#### Exercise task
Rewrite the material below, putting "image" wherever "photograph" occurs and keeping everything else the same. Leave the pictures out of your answer.

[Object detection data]
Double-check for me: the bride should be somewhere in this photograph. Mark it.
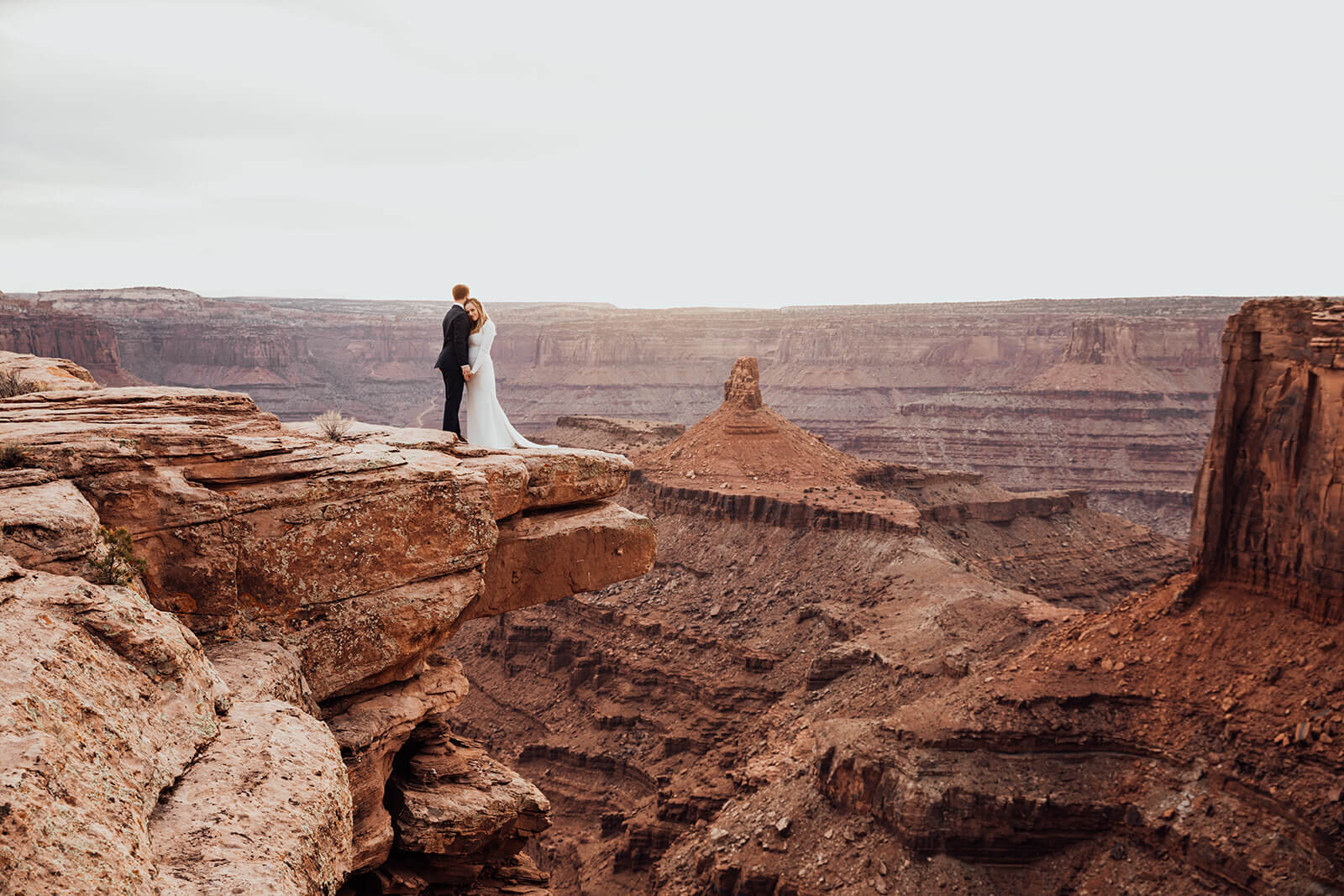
[462,296,555,448]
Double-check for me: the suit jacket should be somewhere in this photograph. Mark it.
[434,302,472,372]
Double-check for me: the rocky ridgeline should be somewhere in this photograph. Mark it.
[815,300,1344,893]
[1191,301,1344,622]
[0,354,654,893]
[448,359,1187,894]
[0,289,1257,538]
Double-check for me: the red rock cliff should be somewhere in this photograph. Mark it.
[1191,300,1344,622]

#### Output below
Double-check for me: the bride should be somewhere in this image. Mark it.
[462,296,555,448]
Double-check for me: the suit jacket should be somewhere in this image. Mark it.
[434,302,472,372]
Double-check for me: the rocky ridgeline should be somewhere in this image. Mark it.
[815,300,1344,893]
[1191,301,1344,622]
[0,354,654,893]
[448,359,1187,894]
[0,289,1257,538]
Double-check for me: the red rock cliff should be somewhere in this image. Mark it.
[1191,300,1344,622]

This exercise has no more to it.